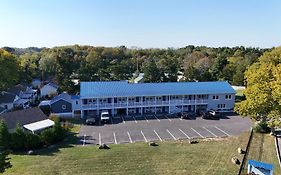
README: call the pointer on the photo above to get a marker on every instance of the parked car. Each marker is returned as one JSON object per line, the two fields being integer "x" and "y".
{"x": 210, "y": 115}
{"x": 184, "y": 115}
{"x": 104, "y": 117}
{"x": 90, "y": 121}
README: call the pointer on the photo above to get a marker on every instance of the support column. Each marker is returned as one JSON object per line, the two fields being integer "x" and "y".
{"x": 127, "y": 112}
{"x": 98, "y": 101}
{"x": 169, "y": 98}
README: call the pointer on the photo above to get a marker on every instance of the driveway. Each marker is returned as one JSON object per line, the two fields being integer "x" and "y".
{"x": 145, "y": 128}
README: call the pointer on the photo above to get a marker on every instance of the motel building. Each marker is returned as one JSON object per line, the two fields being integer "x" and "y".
{"x": 123, "y": 98}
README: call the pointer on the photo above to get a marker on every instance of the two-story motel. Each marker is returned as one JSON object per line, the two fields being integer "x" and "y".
{"x": 121, "y": 97}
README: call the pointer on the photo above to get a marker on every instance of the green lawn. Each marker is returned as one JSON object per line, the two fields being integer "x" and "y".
{"x": 180, "y": 157}
{"x": 262, "y": 148}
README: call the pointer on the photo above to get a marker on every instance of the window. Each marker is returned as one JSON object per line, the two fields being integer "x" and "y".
{"x": 215, "y": 97}
{"x": 227, "y": 97}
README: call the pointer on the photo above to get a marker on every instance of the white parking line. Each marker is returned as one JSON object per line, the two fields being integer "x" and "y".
{"x": 123, "y": 119}
{"x": 157, "y": 118}
{"x": 115, "y": 140}
{"x": 210, "y": 132}
{"x": 146, "y": 119}
{"x": 171, "y": 134}
{"x": 197, "y": 133}
{"x": 143, "y": 136}
{"x": 168, "y": 118}
{"x": 99, "y": 139}
{"x": 222, "y": 131}
{"x": 158, "y": 135}
{"x": 184, "y": 133}
{"x": 135, "y": 120}
{"x": 84, "y": 140}
{"x": 129, "y": 137}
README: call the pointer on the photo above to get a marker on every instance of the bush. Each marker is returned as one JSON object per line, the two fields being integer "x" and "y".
{"x": 261, "y": 127}
{"x": 47, "y": 136}
{"x": 32, "y": 141}
{"x": 5, "y": 136}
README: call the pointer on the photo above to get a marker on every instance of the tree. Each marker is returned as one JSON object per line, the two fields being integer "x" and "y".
{"x": 18, "y": 138}
{"x": 4, "y": 161}
{"x": 151, "y": 72}
{"x": 9, "y": 70}
{"x": 4, "y": 136}
{"x": 263, "y": 92}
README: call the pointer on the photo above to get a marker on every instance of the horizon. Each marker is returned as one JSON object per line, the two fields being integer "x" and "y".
{"x": 145, "y": 24}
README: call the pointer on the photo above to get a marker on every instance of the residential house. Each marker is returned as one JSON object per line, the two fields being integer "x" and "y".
{"x": 26, "y": 117}
{"x": 48, "y": 89}
{"x": 60, "y": 105}
{"x": 7, "y": 100}
{"x": 2, "y": 110}
{"x": 36, "y": 83}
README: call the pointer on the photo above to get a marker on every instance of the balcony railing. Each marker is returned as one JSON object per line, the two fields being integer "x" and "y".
{"x": 144, "y": 104}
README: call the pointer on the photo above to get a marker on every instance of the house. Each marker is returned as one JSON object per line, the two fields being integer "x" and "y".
{"x": 24, "y": 117}
{"x": 260, "y": 168}
{"x": 121, "y": 97}
{"x": 60, "y": 105}
{"x": 18, "y": 90}
{"x": 2, "y": 110}
{"x": 49, "y": 89}
{"x": 140, "y": 78}
{"x": 36, "y": 83}
{"x": 7, "y": 100}
{"x": 26, "y": 95}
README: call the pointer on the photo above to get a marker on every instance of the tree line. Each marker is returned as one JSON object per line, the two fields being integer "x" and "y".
{"x": 88, "y": 63}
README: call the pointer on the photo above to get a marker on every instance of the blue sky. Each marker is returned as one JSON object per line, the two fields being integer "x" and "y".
{"x": 140, "y": 23}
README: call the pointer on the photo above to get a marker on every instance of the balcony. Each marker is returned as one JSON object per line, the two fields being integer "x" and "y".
{"x": 144, "y": 104}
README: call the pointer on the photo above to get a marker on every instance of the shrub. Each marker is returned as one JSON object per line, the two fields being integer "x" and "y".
{"x": 261, "y": 127}
{"x": 5, "y": 136}
{"x": 32, "y": 141}
{"x": 47, "y": 136}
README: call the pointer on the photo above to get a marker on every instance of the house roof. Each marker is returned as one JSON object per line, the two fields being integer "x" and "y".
{"x": 39, "y": 125}
{"x": 17, "y": 89}
{"x": 63, "y": 96}
{"x": 21, "y": 101}
{"x": 45, "y": 103}
{"x": 23, "y": 117}
{"x": 6, "y": 97}
{"x": 263, "y": 165}
{"x": 53, "y": 85}
{"x": 123, "y": 88}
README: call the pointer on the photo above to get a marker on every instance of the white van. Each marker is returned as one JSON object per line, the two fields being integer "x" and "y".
{"x": 104, "y": 117}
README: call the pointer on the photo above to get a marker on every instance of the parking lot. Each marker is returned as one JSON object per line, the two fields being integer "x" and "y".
{"x": 145, "y": 128}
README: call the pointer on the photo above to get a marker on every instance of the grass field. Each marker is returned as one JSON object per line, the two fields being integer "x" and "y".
{"x": 262, "y": 148}
{"x": 180, "y": 157}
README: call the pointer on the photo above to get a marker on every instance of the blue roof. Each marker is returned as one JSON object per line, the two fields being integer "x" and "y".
{"x": 75, "y": 97}
{"x": 257, "y": 164}
{"x": 63, "y": 96}
{"x": 124, "y": 89}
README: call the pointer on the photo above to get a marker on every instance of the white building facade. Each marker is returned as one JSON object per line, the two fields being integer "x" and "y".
{"x": 121, "y": 97}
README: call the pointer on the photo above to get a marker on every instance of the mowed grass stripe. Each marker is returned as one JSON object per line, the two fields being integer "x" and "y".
{"x": 170, "y": 157}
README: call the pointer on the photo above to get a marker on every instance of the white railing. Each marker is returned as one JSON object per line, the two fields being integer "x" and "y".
{"x": 145, "y": 103}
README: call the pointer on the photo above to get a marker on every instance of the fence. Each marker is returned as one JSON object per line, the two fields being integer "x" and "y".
{"x": 246, "y": 153}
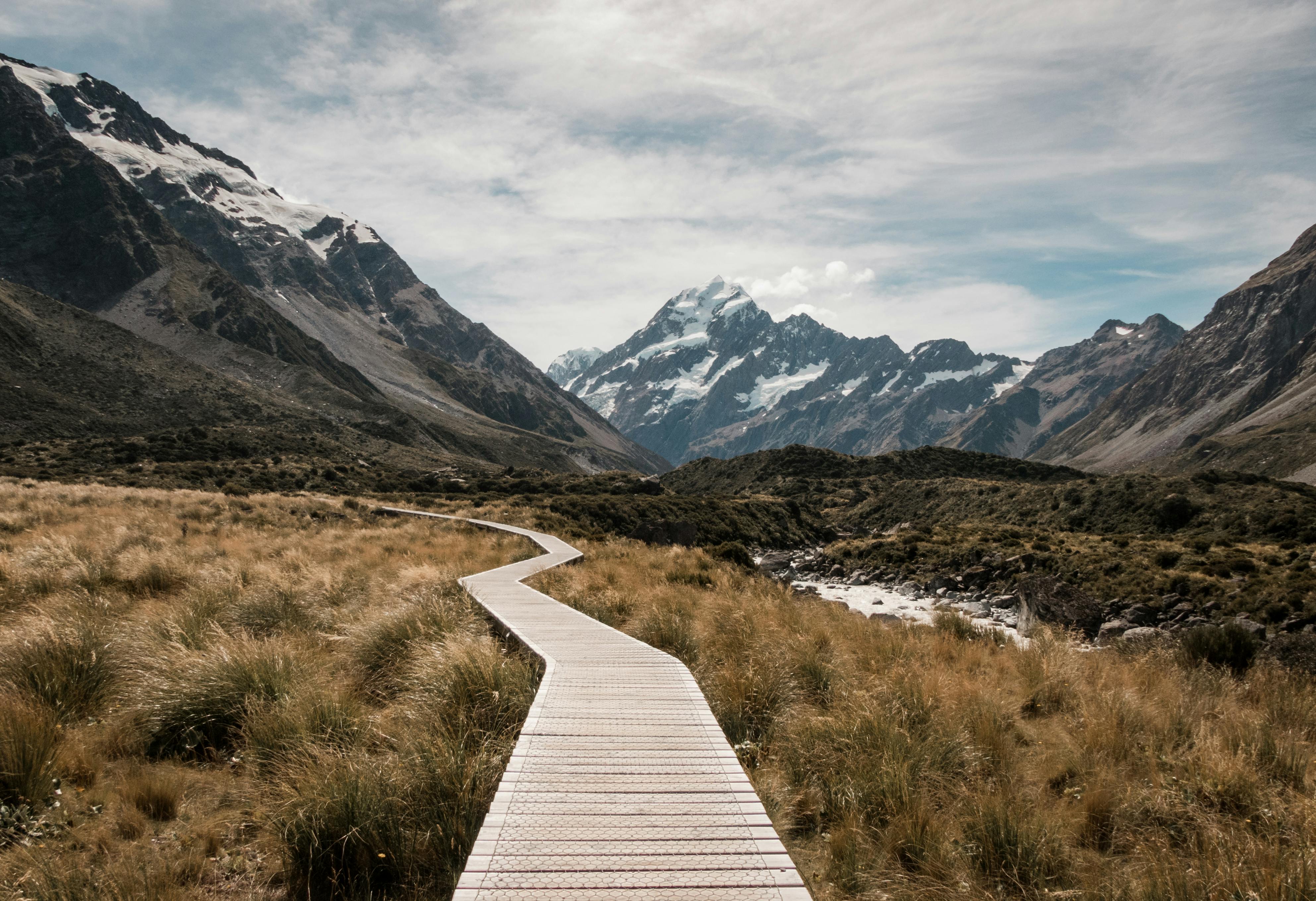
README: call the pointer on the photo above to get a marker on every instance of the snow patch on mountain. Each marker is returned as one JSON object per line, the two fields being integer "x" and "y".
{"x": 1020, "y": 373}
{"x": 689, "y": 384}
{"x": 605, "y": 398}
{"x": 568, "y": 367}
{"x": 244, "y": 199}
{"x": 959, "y": 376}
{"x": 848, "y": 386}
{"x": 768, "y": 392}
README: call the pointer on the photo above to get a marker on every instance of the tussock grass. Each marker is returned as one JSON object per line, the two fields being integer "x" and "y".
{"x": 68, "y": 667}
{"x": 936, "y": 762}
{"x": 245, "y": 697}
{"x": 28, "y": 741}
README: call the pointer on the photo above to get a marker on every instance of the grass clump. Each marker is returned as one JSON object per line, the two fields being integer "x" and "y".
{"x": 30, "y": 738}
{"x": 924, "y": 762}
{"x": 156, "y": 792}
{"x": 69, "y": 668}
{"x": 197, "y": 703}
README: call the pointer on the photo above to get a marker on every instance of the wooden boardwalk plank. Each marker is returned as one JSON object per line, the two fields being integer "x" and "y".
{"x": 622, "y": 786}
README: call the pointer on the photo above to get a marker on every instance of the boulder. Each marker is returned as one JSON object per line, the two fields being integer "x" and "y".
{"x": 1023, "y": 562}
{"x": 941, "y": 584}
{"x": 1140, "y": 614}
{"x": 1252, "y": 627}
{"x": 1297, "y": 623}
{"x": 774, "y": 562}
{"x": 1046, "y": 600}
{"x": 1110, "y": 631}
{"x": 665, "y": 531}
{"x": 977, "y": 577}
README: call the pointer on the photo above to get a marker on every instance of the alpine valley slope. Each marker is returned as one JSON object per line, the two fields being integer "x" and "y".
{"x": 1062, "y": 386}
{"x": 1237, "y": 393}
{"x": 108, "y": 209}
{"x": 712, "y": 375}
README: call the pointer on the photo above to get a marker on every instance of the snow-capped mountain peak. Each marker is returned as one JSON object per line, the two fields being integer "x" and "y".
{"x": 712, "y": 373}
{"x": 160, "y": 160}
{"x": 571, "y": 364}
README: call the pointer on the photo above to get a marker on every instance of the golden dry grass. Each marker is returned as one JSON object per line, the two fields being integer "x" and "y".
{"x": 274, "y": 697}
{"x": 205, "y": 696}
{"x": 939, "y": 763}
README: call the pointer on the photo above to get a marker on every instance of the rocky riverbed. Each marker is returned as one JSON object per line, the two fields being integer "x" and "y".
{"x": 910, "y": 603}
{"x": 1007, "y": 595}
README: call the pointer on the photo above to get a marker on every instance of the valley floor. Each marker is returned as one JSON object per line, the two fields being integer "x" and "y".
{"x": 279, "y": 696}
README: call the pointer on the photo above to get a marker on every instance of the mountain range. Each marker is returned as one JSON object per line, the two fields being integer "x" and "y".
{"x": 714, "y": 375}
{"x": 1237, "y": 393}
{"x": 110, "y": 210}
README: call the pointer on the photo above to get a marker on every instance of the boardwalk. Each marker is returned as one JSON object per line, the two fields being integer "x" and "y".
{"x": 622, "y": 784}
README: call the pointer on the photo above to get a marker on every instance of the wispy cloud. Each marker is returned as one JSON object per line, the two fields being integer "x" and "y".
{"x": 560, "y": 169}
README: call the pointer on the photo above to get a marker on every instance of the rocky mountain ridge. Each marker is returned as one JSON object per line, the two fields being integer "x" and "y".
{"x": 178, "y": 241}
{"x": 712, "y": 375}
{"x": 1062, "y": 386}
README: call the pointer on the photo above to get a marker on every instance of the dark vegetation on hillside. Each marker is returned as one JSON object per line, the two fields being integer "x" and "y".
{"x": 1239, "y": 539}
{"x": 243, "y": 460}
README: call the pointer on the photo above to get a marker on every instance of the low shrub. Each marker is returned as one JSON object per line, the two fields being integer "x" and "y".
{"x": 1219, "y": 646}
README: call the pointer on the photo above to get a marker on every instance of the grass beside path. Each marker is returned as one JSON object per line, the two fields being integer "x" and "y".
{"x": 265, "y": 697}
{"x": 941, "y": 763}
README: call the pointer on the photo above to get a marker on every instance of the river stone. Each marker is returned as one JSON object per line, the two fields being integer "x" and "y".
{"x": 1046, "y": 600}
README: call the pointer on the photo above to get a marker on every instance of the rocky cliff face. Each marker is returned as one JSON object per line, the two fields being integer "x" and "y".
{"x": 1237, "y": 392}
{"x": 1062, "y": 386}
{"x": 712, "y": 375}
{"x": 112, "y": 210}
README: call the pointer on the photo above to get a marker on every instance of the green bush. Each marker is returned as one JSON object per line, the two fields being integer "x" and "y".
{"x": 1219, "y": 646}
{"x": 734, "y": 552}
{"x": 28, "y": 738}
{"x": 197, "y": 704}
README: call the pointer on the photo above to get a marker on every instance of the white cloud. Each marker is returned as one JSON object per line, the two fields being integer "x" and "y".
{"x": 560, "y": 169}
{"x": 820, "y": 314}
{"x": 799, "y": 281}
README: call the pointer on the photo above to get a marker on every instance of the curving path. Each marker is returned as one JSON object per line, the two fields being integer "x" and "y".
{"x": 622, "y": 786}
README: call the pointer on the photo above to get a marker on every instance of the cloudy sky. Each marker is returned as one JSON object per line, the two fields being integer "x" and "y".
{"x": 1010, "y": 173}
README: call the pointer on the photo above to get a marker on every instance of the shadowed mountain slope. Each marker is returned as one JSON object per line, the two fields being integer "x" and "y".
{"x": 108, "y": 209}
{"x": 1065, "y": 385}
{"x": 1237, "y": 392}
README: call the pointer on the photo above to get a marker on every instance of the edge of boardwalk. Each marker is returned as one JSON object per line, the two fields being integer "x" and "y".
{"x": 789, "y": 887}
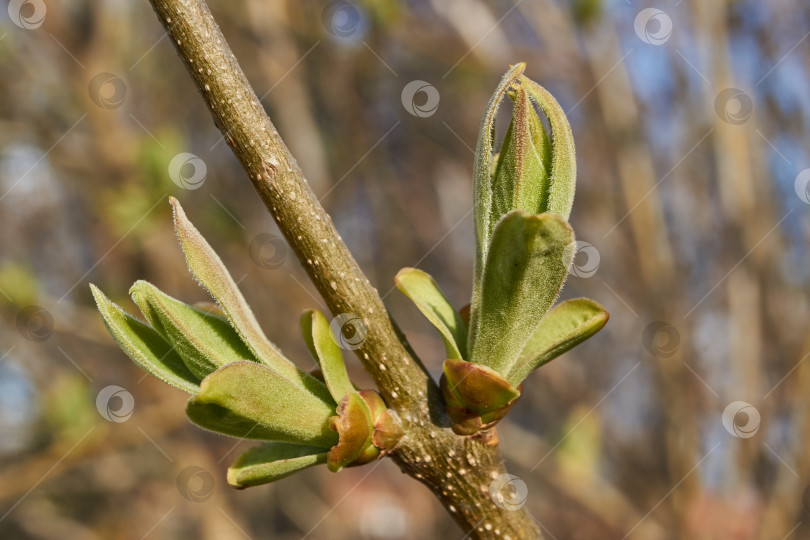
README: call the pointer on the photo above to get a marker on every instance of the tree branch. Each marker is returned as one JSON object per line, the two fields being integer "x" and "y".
{"x": 458, "y": 470}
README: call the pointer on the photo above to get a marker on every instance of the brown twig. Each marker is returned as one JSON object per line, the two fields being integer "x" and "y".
{"x": 458, "y": 470}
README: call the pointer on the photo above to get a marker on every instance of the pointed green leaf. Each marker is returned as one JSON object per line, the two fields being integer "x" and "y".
{"x": 144, "y": 346}
{"x": 564, "y": 161}
{"x": 205, "y": 342}
{"x": 248, "y": 400}
{"x": 273, "y": 461}
{"x": 565, "y": 326}
{"x": 207, "y": 267}
{"x": 526, "y": 266}
{"x": 420, "y": 287}
{"x": 522, "y": 177}
{"x": 324, "y": 348}
{"x": 482, "y": 184}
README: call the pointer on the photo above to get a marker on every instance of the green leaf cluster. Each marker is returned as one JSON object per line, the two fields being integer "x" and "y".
{"x": 522, "y": 199}
{"x": 241, "y": 383}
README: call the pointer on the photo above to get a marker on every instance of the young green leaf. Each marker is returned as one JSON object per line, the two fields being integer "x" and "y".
{"x": 522, "y": 177}
{"x": 205, "y": 342}
{"x": 144, "y": 346}
{"x": 565, "y": 326}
{"x": 420, "y": 287}
{"x": 248, "y": 400}
{"x": 324, "y": 348}
{"x": 207, "y": 267}
{"x": 272, "y": 461}
{"x": 564, "y": 161}
{"x": 482, "y": 184}
{"x": 526, "y": 266}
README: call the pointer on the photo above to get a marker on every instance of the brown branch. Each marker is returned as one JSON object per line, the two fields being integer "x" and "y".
{"x": 458, "y": 470}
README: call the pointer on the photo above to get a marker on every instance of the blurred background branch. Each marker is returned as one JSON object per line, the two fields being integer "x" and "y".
{"x": 687, "y": 195}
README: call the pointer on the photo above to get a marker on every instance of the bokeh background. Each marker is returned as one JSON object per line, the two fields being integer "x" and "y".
{"x": 692, "y": 211}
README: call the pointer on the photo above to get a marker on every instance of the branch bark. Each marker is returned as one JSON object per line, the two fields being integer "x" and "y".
{"x": 458, "y": 470}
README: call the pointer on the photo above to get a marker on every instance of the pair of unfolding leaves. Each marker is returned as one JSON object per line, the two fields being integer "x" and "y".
{"x": 242, "y": 385}
{"x": 524, "y": 248}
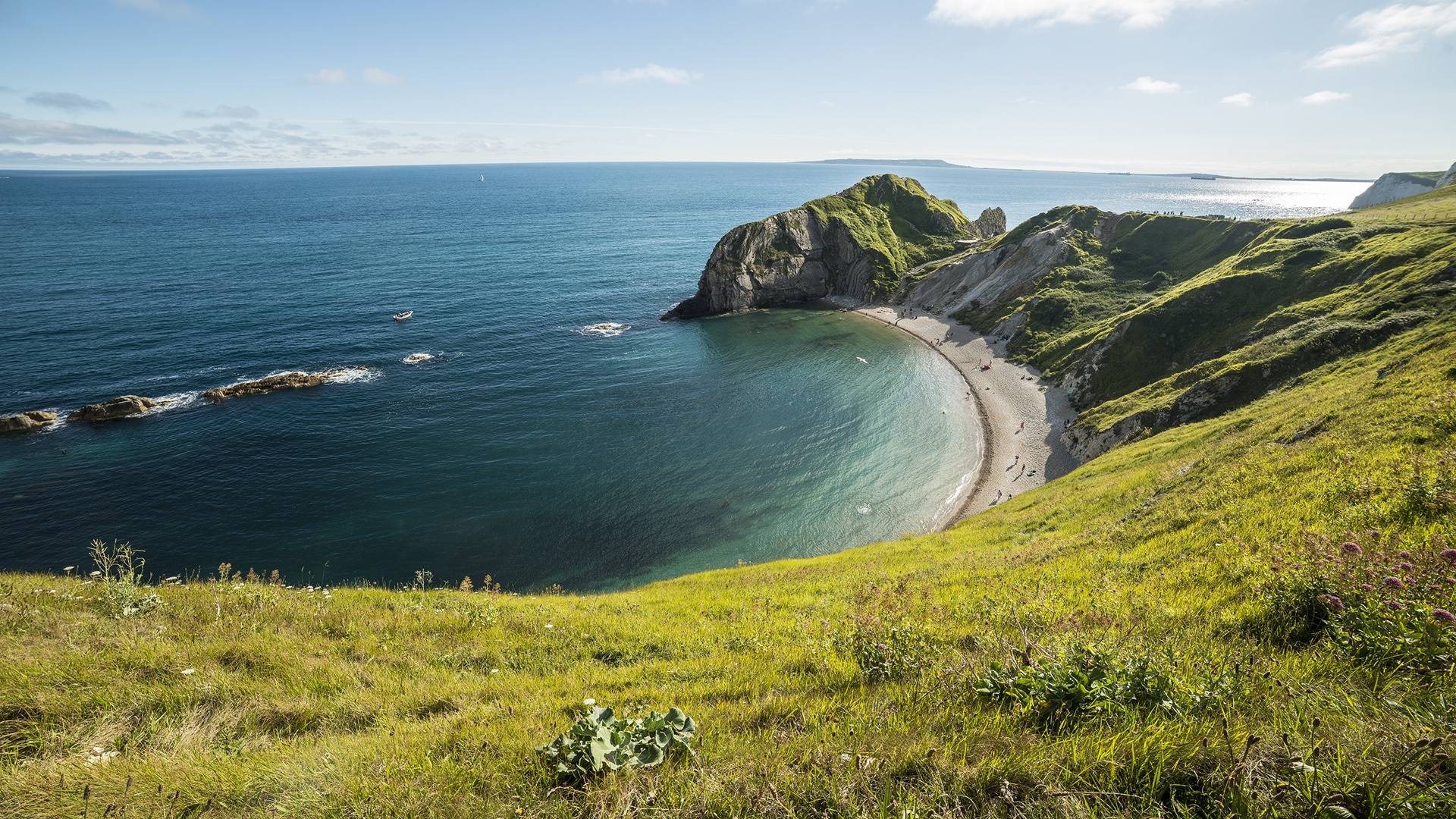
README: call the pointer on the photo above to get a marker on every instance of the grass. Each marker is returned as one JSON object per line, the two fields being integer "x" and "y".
{"x": 896, "y": 222}
{"x": 1017, "y": 665}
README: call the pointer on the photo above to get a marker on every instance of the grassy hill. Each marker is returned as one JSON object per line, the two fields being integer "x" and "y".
{"x": 1177, "y": 629}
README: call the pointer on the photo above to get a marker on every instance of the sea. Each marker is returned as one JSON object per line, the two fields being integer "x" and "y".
{"x": 533, "y": 420}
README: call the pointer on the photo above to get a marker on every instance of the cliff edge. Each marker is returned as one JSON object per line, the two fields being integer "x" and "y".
{"x": 858, "y": 243}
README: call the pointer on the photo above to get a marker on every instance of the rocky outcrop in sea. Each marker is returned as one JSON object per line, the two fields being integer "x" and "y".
{"x": 281, "y": 381}
{"x": 120, "y": 407}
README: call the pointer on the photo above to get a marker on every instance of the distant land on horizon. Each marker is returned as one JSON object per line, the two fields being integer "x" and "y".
{"x": 944, "y": 164}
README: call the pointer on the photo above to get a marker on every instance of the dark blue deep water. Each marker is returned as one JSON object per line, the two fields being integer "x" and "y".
{"x": 525, "y": 447}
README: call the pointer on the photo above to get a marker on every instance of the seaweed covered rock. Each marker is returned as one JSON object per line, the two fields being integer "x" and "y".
{"x": 120, "y": 407}
{"x": 856, "y": 243}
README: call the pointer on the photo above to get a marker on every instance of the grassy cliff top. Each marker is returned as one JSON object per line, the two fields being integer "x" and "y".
{"x": 1153, "y": 634}
{"x": 894, "y": 219}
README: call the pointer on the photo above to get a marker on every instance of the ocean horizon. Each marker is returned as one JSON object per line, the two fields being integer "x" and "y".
{"x": 557, "y": 433}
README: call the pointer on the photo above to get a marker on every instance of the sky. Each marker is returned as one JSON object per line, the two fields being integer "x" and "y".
{"x": 1261, "y": 88}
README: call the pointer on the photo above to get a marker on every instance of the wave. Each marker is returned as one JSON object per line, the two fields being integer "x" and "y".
{"x": 351, "y": 375}
{"x": 175, "y": 401}
{"x": 604, "y": 330}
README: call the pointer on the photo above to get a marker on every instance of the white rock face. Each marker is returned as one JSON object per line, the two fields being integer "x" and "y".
{"x": 1002, "y": 273}
{"x": 1391, "y": 187}
{"x": 1449, "y": 178}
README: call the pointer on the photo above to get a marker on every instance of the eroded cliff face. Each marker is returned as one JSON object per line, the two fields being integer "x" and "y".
{"x": 856, "y": 243}
{"x": 1392, "y": 187}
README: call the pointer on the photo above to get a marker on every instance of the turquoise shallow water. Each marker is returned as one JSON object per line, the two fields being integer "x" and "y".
{"x": 525, "y": 447}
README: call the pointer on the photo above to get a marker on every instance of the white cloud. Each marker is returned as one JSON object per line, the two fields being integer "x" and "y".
{"x": 647, "y": 74}
{"x": 67, "y": 101}
{"x": 50, "y": 131}
{"x": 224, "y": 111}
{"x": 1149, "y": 85}
{"x": 1324, "y": 98}
{"x": 328, "y": 77}
{"x": 1395, "y": 30}
{"x": 381, "y": 77}
{"x": 1131, "y": 14}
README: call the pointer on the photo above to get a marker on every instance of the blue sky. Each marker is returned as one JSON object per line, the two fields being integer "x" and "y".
{"x": 1237, "y": 86}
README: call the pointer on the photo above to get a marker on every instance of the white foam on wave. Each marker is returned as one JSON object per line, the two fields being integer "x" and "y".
{"x": 353, "y": 375}
{"x": 175, "y": 401}
{"x": 604, "y": 330}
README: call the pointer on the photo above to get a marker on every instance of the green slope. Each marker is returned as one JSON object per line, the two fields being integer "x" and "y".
{"x": 941, "y": 675}
{"x": 896, "y": 221}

▶ [What you will do]
Extract the closing run of lines, starting with the one containing "the white foam" and ending at the last, exactly as written.

▶ [The response]
README: call the pointer on the photo above to get a marker on every instance of the white foam on wave. Each marker is returned as one JSON object per line, the two fields being integer "x" and "y".
{"x": 353, "y": 375}
{"x": 175, "y": 401}
{"x": 604, "y": 330}
README: call the pointer on the photo above to get a marker on every instance of the green slope. Each marker is returned as one JSON object per line, the two fields being integer "x" and "y".
{"x": 941, "y": 675}
{"x": 896, "y": 221}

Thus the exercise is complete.